DOCUMENT PASSAGE
13G Filing: Steelhead Partners and Aegean Marine Petroleum Netw Inc (NYSE:ANW)

Page 6 of 9 – SEC Filing

Item 1(a). Name of Issuer:

Aegean Marine Petroleum Network Inc.

Item 1(b). Address of Issuer’s
Principal Executive Offices:

10, Akti Kondili

185 45, Piraeus

Greece

Item 2(a). Names of Persons
Filing:

Steelhead Partners, LLC (“Steelhead”)

James Michael Johnston

Brian Katz Klein

Steelhead Pathfinder Master, L.P. (“Steelhead
Pathfinder”)

Item 2(b). Address of Principal
Business Office or, if None, Residence:

The principal business office of each
reporting person other than Steelhead Pathfinder is:

333 108th Avenue NE, Suite 2010

Bellevue, WA 98004

The principal business office of Steelhead
Pathfinder is:

c/o Maples Corporate Services Limited

P.O. Box 309, Ugland House

Grand Cayman, KY1-1104, Cayman Islands

Item 2(c). Citizenship:

Reference is made to Item 4 of pages
2, 3, 4 and 5 of this Schedule 13G (this “Schedule”), which Items are incorporated by reference herein.

Item 2(d). Title of Class
of Securities:

Common Stock, $0.01 par value per share.

Item 2(e). CUSIP Number:

Y0017S102

Item 3. If this statement
is filed pursuant to §§240.13d-1(b) or 240.13d-2(b) or (c), check whether the person filing is a:

      (a)
Broker or dealer registered under section 15 of the Act (15 U.S.C. 78o).

      (b)
Bank as defined in section 3(a)(6) of the Act (15 U.S.C. 78c).

      (c)
Insurance company as defined in section 3(a)(19) of the Act (15 U.S.C. 78c).

RECORD LIST

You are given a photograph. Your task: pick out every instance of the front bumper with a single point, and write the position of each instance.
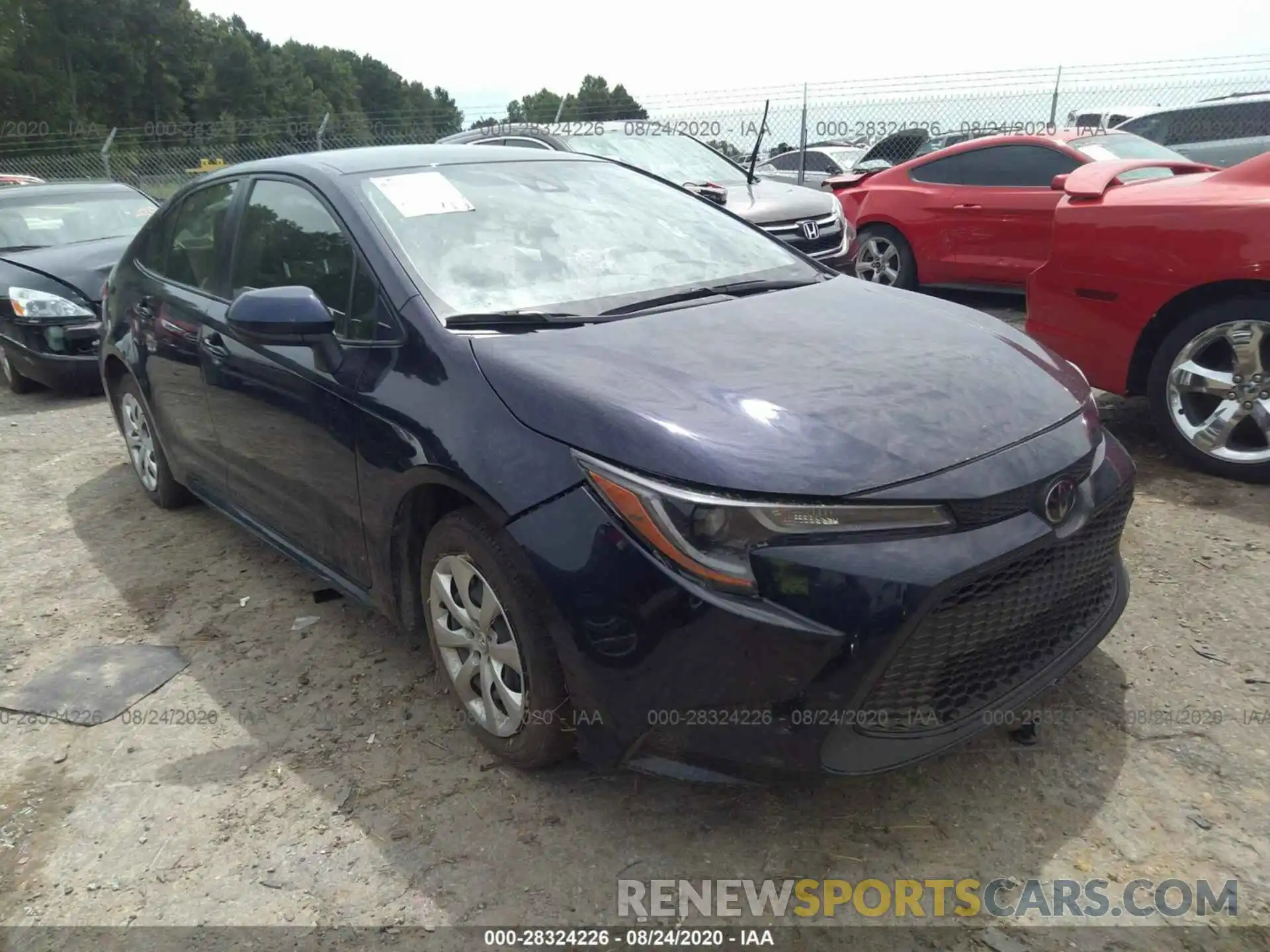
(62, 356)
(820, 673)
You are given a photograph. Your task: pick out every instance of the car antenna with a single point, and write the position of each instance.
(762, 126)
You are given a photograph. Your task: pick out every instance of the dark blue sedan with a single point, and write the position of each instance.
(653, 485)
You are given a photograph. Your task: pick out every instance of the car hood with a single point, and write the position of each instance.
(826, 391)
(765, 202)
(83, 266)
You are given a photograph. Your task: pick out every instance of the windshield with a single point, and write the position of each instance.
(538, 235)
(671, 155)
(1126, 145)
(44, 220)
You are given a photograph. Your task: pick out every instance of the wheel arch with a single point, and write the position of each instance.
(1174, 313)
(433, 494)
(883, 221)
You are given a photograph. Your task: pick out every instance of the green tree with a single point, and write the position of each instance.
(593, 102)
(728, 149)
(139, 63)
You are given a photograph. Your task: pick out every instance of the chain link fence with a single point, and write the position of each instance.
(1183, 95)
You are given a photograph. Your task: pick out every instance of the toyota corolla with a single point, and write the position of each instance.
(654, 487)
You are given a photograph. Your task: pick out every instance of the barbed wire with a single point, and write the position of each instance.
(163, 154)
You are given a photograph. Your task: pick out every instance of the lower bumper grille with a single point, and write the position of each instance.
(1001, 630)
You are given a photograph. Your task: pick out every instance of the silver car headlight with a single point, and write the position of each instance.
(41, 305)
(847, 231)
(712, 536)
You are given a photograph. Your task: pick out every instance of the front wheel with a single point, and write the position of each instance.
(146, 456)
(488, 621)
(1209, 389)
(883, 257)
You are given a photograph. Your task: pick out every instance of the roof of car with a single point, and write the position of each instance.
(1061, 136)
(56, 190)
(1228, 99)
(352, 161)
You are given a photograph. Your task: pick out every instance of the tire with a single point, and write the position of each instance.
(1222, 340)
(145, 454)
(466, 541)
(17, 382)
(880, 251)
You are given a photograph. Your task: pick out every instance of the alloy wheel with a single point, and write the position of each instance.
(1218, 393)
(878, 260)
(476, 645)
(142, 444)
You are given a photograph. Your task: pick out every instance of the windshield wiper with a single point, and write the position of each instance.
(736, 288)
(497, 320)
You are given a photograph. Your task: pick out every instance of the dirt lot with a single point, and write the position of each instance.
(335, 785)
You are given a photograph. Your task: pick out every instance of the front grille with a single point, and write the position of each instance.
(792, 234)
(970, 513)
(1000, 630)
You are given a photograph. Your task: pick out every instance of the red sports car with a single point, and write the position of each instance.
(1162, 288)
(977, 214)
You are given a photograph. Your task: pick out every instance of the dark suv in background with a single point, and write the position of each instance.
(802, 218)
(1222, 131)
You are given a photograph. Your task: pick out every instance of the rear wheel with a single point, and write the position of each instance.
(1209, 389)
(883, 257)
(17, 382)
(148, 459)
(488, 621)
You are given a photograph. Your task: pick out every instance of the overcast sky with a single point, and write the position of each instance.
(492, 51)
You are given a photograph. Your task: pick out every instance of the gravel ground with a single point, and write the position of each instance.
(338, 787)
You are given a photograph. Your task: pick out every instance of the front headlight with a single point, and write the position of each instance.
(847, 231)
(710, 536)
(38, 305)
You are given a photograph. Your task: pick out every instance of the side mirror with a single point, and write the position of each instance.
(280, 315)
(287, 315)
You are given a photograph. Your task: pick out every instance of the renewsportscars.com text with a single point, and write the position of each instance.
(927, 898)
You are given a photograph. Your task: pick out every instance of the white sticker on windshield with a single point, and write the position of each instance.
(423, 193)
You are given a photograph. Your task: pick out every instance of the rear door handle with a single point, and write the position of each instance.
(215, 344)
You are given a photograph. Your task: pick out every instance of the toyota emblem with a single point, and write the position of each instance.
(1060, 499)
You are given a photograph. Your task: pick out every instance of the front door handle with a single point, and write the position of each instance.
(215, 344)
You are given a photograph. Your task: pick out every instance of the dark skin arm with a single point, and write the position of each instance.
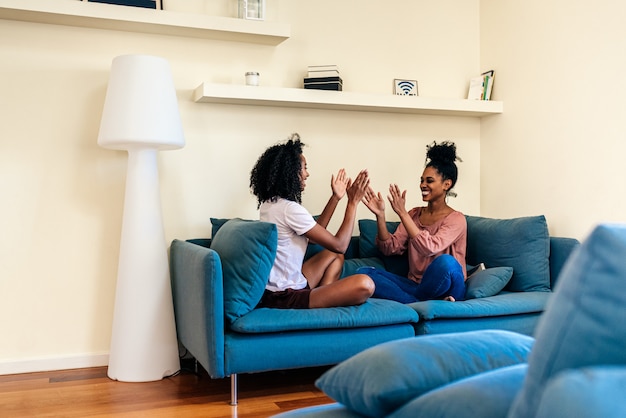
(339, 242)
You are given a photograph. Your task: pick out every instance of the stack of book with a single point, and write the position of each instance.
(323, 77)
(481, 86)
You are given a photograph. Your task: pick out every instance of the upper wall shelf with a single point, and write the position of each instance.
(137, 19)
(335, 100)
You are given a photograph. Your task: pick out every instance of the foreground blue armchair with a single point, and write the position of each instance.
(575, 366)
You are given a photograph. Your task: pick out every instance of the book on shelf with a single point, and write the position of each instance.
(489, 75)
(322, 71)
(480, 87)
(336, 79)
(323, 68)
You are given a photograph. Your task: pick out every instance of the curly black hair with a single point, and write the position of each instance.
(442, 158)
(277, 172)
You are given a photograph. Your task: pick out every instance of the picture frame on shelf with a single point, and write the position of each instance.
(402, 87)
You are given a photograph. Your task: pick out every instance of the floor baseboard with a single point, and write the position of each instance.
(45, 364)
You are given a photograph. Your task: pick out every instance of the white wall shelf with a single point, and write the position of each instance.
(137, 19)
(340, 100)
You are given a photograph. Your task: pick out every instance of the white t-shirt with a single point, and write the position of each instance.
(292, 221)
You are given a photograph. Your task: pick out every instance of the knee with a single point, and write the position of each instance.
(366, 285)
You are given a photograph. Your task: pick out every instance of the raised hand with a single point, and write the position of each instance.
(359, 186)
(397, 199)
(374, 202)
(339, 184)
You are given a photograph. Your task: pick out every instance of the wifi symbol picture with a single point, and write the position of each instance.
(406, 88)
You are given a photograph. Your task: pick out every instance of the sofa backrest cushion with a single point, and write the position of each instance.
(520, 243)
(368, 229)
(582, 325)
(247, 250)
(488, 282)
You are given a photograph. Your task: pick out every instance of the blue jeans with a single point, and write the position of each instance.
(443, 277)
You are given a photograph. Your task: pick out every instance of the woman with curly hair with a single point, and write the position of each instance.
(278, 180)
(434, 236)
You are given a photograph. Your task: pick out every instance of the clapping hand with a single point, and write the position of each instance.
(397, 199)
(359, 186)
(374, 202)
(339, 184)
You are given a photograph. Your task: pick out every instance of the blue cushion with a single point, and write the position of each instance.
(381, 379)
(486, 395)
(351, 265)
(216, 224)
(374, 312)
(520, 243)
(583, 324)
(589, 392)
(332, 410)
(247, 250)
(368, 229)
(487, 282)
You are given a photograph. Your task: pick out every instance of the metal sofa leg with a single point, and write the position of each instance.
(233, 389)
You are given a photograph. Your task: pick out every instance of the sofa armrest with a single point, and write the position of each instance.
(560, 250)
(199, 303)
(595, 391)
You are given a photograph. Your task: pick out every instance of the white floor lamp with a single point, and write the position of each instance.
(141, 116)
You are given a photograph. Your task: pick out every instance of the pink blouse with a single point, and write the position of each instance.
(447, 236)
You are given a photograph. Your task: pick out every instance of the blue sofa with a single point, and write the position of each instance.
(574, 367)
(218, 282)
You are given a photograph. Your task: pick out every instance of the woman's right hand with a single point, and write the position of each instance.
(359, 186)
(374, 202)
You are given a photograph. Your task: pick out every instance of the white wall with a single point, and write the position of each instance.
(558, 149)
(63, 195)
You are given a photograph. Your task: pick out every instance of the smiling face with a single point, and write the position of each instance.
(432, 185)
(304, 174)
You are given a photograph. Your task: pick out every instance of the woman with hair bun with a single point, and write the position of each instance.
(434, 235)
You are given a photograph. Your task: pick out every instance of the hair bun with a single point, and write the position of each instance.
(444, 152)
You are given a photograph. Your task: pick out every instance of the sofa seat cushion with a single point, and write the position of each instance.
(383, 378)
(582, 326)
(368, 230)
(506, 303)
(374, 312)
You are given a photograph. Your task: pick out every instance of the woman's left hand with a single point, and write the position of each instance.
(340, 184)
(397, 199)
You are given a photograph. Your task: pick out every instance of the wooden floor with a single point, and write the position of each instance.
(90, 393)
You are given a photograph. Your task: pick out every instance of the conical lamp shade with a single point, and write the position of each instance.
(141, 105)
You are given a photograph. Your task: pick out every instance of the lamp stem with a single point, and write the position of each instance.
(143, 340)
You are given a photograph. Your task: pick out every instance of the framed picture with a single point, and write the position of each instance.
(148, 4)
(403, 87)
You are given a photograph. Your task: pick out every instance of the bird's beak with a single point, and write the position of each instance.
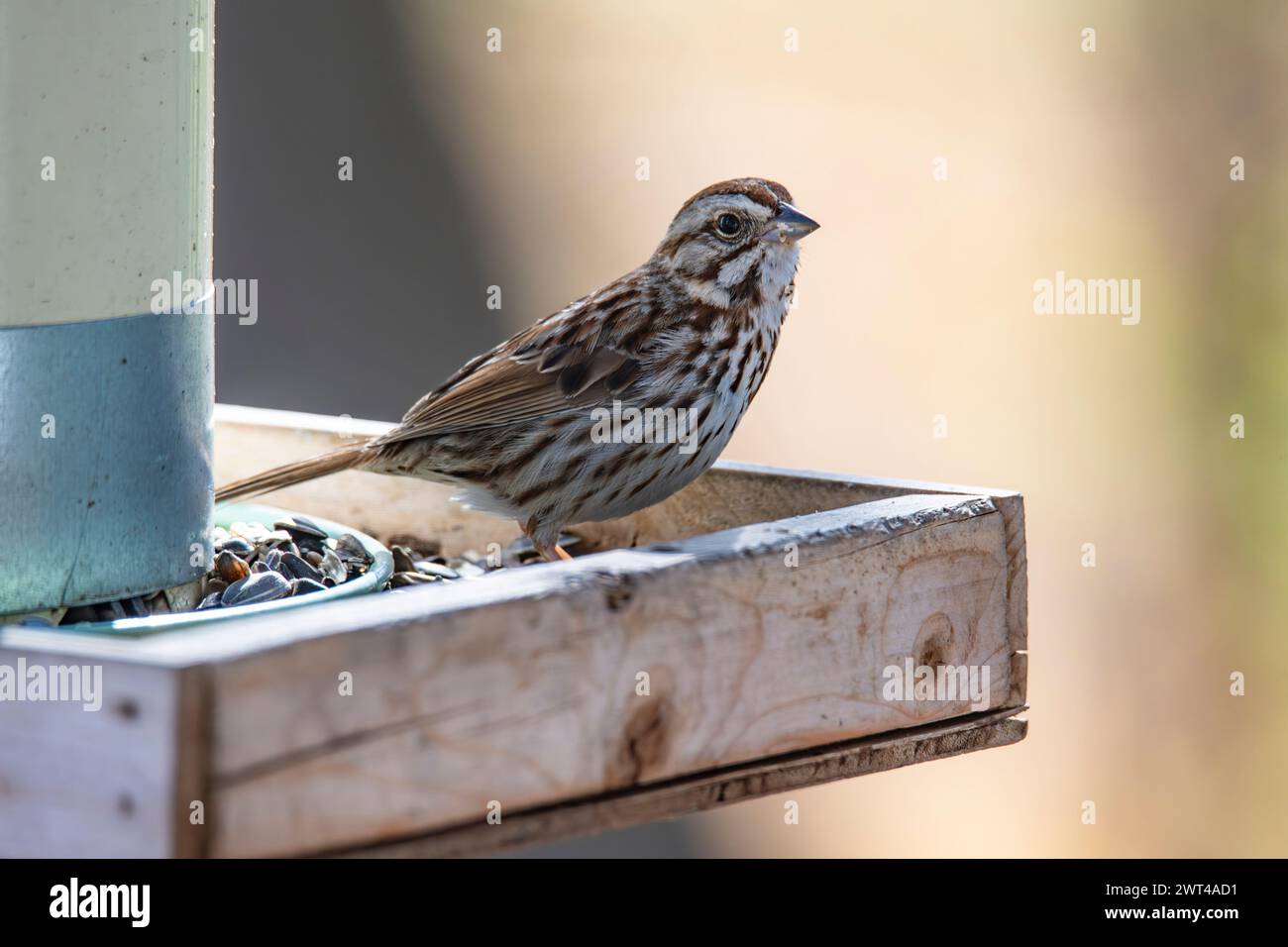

EXERCISE TASK
From the Schedule 13G filing, return the passage that begins at the words "Reference is made" and stops after the words "value per share.".

EXERCISE ANSWER
Reference is made to Item 4 of pages
2, 3, 4 and 5 of this Schedule 13G (this “Schedule”), which Items are incorporated by reference herein.

Item 2(d). Title of Class
of Securities:

Common Stock, $0.01 par value per share.